**PROBLEM DETAILS**
Please format the stretch of the listing from its first line through the line containing "[[55, 517], [500, 476], [1043, 565], [202, 548]]", both ends included, as a JSON list of strings with one string per line and blank lines omitted.

(Object pointing dataset listing)
▬▬▬
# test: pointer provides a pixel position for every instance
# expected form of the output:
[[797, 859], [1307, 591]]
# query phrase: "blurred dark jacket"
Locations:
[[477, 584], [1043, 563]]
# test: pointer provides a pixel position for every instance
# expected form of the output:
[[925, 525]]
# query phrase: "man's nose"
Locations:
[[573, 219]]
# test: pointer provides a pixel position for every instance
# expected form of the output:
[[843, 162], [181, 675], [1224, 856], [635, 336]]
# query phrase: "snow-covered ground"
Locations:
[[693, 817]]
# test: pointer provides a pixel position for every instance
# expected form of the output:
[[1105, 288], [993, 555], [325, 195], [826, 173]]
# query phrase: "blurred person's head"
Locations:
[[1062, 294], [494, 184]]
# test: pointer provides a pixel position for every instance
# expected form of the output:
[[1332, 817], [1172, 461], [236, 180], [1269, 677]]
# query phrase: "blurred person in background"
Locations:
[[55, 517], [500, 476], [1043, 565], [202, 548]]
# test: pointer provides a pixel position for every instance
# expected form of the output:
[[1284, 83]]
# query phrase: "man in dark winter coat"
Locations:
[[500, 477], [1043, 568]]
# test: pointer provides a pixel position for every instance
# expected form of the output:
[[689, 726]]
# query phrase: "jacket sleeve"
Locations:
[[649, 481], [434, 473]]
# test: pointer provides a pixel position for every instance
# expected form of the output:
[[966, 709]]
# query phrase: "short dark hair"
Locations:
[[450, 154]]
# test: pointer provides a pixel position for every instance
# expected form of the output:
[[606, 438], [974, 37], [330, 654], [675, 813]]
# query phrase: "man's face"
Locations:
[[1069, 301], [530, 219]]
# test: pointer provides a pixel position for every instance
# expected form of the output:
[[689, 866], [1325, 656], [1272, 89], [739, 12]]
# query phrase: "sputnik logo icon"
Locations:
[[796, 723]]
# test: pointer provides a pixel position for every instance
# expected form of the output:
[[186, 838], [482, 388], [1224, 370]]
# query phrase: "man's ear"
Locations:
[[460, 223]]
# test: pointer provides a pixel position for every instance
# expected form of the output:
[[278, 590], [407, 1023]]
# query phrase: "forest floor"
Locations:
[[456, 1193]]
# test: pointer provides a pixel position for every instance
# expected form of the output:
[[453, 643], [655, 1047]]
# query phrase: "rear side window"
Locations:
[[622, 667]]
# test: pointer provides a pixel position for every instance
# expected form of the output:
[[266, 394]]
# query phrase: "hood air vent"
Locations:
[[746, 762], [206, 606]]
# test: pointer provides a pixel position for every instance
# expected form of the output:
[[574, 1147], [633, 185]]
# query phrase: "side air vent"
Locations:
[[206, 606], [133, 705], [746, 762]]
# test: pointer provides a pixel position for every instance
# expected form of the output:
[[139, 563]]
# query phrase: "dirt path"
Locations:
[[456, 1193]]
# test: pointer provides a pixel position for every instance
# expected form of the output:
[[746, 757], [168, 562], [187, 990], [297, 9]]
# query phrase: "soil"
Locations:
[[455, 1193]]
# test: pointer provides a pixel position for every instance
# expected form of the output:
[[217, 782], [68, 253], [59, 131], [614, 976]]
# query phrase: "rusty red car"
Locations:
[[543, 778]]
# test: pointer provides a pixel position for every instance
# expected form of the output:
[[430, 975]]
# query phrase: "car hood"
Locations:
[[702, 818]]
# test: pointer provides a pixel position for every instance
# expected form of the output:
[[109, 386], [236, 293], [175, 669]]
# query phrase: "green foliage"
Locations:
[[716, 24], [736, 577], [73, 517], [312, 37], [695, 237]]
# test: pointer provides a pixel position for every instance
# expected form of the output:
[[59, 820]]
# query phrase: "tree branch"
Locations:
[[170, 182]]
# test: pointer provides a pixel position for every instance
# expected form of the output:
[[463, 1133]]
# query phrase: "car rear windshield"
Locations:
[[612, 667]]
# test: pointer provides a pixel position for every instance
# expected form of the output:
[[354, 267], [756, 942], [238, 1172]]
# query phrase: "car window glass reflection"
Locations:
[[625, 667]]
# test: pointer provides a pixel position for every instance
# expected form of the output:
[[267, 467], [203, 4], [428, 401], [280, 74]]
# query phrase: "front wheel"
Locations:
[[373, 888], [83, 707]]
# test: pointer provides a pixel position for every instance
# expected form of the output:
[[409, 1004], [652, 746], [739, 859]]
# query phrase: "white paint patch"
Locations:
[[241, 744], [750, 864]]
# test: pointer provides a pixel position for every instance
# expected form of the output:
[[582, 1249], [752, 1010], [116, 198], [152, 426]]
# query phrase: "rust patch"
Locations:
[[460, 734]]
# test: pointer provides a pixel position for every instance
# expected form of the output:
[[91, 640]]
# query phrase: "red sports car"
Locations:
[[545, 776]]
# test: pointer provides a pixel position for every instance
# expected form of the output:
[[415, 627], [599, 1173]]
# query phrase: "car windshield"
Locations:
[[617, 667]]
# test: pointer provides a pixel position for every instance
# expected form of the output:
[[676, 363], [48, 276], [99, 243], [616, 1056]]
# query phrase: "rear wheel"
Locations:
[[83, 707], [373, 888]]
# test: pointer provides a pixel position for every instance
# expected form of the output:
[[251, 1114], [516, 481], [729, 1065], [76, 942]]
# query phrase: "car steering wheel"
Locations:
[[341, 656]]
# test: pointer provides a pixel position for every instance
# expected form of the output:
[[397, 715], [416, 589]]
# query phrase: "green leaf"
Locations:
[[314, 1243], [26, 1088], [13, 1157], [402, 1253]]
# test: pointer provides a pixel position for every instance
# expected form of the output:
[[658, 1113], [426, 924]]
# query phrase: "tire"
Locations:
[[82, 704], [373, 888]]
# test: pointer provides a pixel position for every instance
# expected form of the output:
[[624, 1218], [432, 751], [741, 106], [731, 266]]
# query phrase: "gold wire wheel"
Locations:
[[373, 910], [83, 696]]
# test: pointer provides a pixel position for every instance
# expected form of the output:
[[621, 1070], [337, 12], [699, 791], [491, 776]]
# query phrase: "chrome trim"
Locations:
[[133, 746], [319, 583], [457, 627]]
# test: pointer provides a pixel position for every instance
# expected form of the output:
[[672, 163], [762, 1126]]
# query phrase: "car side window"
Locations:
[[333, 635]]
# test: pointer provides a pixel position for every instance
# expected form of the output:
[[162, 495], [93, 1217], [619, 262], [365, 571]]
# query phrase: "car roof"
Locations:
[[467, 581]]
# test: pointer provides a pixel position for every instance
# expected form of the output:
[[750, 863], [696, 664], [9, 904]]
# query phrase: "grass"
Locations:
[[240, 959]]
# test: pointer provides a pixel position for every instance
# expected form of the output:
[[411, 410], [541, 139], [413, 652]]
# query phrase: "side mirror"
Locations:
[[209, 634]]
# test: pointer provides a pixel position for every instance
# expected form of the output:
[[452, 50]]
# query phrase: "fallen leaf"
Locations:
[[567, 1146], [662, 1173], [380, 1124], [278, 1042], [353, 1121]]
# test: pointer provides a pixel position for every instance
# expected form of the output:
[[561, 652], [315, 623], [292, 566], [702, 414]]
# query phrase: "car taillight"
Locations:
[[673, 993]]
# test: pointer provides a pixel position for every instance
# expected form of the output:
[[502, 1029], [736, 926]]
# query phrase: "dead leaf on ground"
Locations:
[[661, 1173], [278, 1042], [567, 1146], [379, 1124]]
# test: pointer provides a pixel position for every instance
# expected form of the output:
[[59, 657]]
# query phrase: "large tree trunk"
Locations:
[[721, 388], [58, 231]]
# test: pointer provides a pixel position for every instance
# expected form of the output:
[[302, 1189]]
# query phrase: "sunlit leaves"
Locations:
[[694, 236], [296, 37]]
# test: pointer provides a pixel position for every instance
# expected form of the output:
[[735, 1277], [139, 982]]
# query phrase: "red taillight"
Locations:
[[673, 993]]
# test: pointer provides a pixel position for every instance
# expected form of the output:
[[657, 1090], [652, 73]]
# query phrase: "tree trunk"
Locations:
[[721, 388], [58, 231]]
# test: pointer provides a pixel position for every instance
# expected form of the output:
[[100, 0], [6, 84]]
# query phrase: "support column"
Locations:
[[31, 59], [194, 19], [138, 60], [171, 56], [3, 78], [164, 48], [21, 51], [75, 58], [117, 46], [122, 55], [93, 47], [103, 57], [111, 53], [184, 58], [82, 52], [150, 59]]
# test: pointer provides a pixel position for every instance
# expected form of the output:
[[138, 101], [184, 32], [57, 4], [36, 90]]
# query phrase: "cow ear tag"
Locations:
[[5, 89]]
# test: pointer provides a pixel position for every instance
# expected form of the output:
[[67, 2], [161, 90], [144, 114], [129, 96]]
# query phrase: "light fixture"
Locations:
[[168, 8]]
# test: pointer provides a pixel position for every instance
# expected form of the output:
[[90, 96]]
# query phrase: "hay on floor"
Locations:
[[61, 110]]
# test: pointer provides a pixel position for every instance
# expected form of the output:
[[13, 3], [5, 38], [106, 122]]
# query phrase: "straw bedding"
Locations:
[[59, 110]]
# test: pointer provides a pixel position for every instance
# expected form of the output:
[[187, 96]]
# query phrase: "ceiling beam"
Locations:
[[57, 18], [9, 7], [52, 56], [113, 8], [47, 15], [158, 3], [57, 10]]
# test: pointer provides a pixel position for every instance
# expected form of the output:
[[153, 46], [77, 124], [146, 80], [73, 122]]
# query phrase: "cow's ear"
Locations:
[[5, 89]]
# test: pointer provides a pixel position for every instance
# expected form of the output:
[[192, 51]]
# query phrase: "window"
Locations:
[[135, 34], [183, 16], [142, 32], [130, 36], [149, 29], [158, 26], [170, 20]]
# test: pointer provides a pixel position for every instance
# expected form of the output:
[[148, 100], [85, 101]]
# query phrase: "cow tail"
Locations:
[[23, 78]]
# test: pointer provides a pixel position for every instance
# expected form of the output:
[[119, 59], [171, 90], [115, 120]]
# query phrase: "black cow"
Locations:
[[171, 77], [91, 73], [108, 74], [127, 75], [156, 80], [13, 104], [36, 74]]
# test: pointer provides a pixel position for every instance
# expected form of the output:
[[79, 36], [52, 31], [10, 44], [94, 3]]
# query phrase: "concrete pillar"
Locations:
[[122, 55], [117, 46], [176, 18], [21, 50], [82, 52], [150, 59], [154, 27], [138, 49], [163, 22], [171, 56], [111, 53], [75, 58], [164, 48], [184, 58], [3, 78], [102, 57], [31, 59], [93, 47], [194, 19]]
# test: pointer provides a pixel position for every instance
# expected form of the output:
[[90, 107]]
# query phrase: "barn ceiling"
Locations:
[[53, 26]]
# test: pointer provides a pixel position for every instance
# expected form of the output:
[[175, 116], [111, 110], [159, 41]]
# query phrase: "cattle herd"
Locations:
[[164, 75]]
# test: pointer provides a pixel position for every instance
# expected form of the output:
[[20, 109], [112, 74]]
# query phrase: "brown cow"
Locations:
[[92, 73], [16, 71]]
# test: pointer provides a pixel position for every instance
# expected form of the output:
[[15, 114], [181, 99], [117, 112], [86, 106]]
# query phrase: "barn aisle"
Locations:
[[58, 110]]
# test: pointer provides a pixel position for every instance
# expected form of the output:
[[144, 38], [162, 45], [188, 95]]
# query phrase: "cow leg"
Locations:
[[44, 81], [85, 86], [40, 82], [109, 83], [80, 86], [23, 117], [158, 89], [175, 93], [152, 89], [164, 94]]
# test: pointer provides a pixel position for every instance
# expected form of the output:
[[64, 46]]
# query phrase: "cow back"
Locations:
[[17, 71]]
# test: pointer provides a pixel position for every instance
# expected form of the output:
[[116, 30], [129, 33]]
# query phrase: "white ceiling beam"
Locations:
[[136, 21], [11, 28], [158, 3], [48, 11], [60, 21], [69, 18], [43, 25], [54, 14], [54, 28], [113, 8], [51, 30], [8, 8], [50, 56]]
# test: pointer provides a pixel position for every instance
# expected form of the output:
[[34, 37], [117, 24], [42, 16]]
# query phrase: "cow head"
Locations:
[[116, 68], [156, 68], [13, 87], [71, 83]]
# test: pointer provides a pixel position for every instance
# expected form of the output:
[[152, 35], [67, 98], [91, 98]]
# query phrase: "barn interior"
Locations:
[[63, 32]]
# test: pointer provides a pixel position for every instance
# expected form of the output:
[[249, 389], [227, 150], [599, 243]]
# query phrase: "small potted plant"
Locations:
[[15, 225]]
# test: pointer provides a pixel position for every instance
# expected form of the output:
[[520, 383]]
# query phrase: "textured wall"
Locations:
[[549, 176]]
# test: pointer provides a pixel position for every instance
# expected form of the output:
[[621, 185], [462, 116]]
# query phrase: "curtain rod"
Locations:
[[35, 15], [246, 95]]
▬▬▬
**TASK RESPONSE**
[
  "# test: pointer provides a pixel position for every instance",
  "# expected form of the output:",
  "[[797, 859], [1307, 591]]",
  "# query phrase: \"blurred dark jacket\"",
  "Locations:",
  "[[477, 584], [1043, 563]]",
  "# test: pointer provides a pixel position for every instance",
  "# expected form of the output:",
  "[[925, 525]]",
  "# query phrase: \"man's nose\"",
  "Locations:",
  "[[573, 219]]",
  "# test: pointer provides a pixel position for every instance",
  "# expected form of the output:",
  "[[843, 162], [181, 675], [1224, 856], [635, 336]]",
  "# query phrase: \"snow-covered ground\"",
  "Locations:",
  "[[693, 817]]",
  "# test: pointer provides a pixel position for every instance",
  "# expected form of the output:",
  "[[1105, 288], [993, 555], [325, 195], [826, 173]]",
  "# query phrase: \"blurred person's head\"",
  "Locations:",
  "[[1062, 294], [494, 184]]",
  "# test: pointer provides a pixel position for every instance",
  "# expected form of the output:",
  "[[1332, 817], [1172, 461], [236, 180], [1269, 677]]",
  "# query phrase: \"blurred person in background\"",
  "Locations:",
  "[[55, 517], [500, 476], [1043, 565], [202, 548]]"
]